• _Stored items_:

——————————

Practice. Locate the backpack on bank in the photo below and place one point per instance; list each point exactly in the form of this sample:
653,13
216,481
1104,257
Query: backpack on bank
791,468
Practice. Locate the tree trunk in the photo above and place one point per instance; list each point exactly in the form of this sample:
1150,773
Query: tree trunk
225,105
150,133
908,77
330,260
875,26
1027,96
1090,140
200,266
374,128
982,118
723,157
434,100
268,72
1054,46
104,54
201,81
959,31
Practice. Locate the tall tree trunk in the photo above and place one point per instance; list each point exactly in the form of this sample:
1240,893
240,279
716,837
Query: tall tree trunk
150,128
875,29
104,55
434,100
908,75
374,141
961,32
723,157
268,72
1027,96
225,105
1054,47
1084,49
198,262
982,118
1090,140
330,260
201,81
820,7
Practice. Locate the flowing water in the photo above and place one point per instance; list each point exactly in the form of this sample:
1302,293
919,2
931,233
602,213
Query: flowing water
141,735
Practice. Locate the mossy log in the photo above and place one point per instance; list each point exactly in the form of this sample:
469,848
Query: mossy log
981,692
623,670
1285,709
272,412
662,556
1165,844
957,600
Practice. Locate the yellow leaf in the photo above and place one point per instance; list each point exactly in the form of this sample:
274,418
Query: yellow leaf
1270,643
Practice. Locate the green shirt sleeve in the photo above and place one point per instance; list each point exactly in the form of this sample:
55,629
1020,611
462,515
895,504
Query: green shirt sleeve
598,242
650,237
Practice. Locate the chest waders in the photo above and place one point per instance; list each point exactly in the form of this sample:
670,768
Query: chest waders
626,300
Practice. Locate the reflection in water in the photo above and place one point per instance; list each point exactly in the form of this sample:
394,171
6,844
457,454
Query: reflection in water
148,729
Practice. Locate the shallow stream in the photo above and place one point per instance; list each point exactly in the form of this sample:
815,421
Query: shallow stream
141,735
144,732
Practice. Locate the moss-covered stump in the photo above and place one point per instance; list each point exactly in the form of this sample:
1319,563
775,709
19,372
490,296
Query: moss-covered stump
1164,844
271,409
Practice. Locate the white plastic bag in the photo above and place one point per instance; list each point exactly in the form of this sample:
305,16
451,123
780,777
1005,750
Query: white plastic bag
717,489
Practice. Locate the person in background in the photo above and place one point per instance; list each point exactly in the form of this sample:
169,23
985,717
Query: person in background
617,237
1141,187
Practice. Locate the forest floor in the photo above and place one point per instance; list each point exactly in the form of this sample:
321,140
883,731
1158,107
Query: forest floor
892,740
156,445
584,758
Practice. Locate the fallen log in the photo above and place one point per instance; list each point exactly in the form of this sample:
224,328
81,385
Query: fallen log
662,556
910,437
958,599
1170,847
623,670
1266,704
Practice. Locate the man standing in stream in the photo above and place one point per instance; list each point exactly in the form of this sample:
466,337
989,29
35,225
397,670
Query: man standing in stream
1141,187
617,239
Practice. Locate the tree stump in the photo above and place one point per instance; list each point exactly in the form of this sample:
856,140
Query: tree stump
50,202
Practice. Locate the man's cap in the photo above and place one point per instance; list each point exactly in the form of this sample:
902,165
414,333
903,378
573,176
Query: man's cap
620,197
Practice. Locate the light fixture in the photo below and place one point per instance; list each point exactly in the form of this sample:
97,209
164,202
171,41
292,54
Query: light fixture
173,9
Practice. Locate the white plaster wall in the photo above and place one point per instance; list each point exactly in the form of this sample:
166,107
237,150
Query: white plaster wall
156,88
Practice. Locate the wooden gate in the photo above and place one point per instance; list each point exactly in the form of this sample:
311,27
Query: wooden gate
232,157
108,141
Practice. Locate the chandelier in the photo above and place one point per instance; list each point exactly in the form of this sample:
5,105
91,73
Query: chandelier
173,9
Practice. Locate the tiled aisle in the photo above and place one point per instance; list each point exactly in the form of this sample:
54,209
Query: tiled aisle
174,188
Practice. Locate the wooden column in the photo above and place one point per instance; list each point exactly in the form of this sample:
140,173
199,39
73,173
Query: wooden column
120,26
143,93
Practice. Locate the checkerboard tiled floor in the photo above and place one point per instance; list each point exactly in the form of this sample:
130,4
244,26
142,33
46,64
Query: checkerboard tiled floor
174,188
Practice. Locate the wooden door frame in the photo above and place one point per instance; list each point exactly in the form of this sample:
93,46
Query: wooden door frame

——————————

• _What the task requires_: Output every entry exactly as given.

• _Problem solution_:
Practice. Locate the backpack on bank in the photo below and place one point per instance; list each point exactly in the form of this sample:
653,13
216,481
1104,257
Query: backpack on bank
791,468
Practice. Locate the tree trunk in the photo above and place one point per instance; list each point exactly in the form of this sample:
1150,773
Query: tree trunk
225,105
150,133
908,77
330,260
875,26
1027,96
1090,140
200,266
374,128
982,118
723,157
434,100
268,72
1054,46
104,54
201,81
959,31
Practice. Locate the tall tree trunk in the photo above and place one point per instance; list each point exactly in the form of this sample:
1240,893
240,279
716,837
Query: tall tree trunk
150,128
875,29
104,55
434,100
908,75
374,141
961,32
723,157
268,72
1027,96
225,105
1054,47
1084,49
198,262
982,118
1090,140
330,260
201,81
820,7
Practice. Locate the flowing water in the photo above and place one point per instance; list each point exactly in the form of this sample:
1302,293
919,2
931,233
602,213
Query: flowing water
141,735
Practice. Locate the mossy log in the photo above and place one point per instance; list each point exactly in the form of this sample:
469,848
Query: mossy log
981,692
623,670
1285,709
272,412
662,556
1165,844
957,600
Practice. Locate the yellow leaf in the photo above and place one point per instance; list each point exactly in the form of this sample:
274,418
Query: yellow leaf
1270,643
Practice. Locate the green shirt sleeve in the photo above and place one point per instance; list each point exactly in the form of this sample:
55,629
1020,611
462,515
895,504
Query: green shirt sleeve
598,242
650,237
Practice. Locate the chest waders in the photo above and place one point per instance; list each point exactly in the form of this sample:
670,768
Query: chest waders
626,300
Practice. Locate the reflection in water in the photo above and place one point per instance; list each point exactly in the form of this sample:
394,171
6,844
457,454
Query: reflection in water
148,729
Practice. Locate the shallow stream in the photo above and place one point per instance; list each point exactly in the form of this sample:
815,421
Query: shallow stream
141,735
144,732
Practice. Locate the moss-covered stump in the photo above and place one point per instance; list each point exactly in the form of this sample:
1319,563
775,709
19,372
490,296
Query: moss-covered stump
1164,844
271,409
Practice. Locate the white plastic bag in the photo above and place one point per instance; list each point exactly in the form of this sample:
305,16
451,123
780,777
1005,750
Query: white plastic bag
717,489
Practice. Locate the person in background in the photo above and place one point per instance; list each point exactly in the form of this sample:
169,23
985,717
Query: person in background
617,237
1141,187
Practice. Locate the forest floor in the photo above and place one point per instance; list each point exactly in the form of this sample:
321,140
883,731
1158,107
Query: forest floor
892,740
156,445
584,758
Practice. Locate the fallen log in the photo above and place one point per instance; list each point exactly in the form of this sample:
224,328
81,385
Query: fallen log
662,556
910,437
958,599
1170,847
623,670
1266,704
Practice. Locate the man standing in stream in the photo above and place one point per instance; list each point exactly in the form of this sample:
466,337
989,29
35,225
397,670
Query: man standing in stream
1141,187
617,239
Practice. Locate the tree stump in the photo above and place one point per instance; list each point exactly in the form of this sample:
856,140
Query: tree stump
50,202
Practice. Locate the man's cap in the photo above and place one point per instance; list each point exactly in the form of this sample:
902,165
414,333
903,378
573,176
Query: man's cap
620,197
Practice. Locate the light fixture in the photo below and place one point per instance; list each point exactly in the form of this sample:
97,209
164,202
171,41
292,54
Query: light fixture
173,9
Practice. Locate the white plaster wall in the photo above and place one point per instance; list each point exactly in the form of this sample:
166,107
237,150
Query: white plaster wall
156,88
Practice. Locate the wooden gate in the photo above and place one point per instance; list each point exactly in the form of this sample:
311,27
Query: wooden gate
232,157
108,141
Practice. Locate the chandelier in the photo above and place one point per instance; list each point exactly in the form of this sample:
5,105
91,73
Query: chandelier
173,9
Practice. Locate the tiled aisle in the photo above and place one point per instance; list each point exactly in the form of this sample:
54,209
Query: tiled aisle
174,188
Practice. Locate the wooden column in the photo above and place one point per instance; list each point exactly in the form of this sample:
140,173
199,39
73,173
Query: wooden column
120,26
143,93
Practice. Locate the checkerboard tiled floor in the photo above and place one point per instance; list each point exactly in the form of this sample:
130,4
244,26
142,33
46,64
Query: checkerboard tiled floor
174,188
Practice. Locate the wooden door frame in the photo above and place one point per instance; list each point exactly in the form of this sample:
93,46
Query: wooden door frame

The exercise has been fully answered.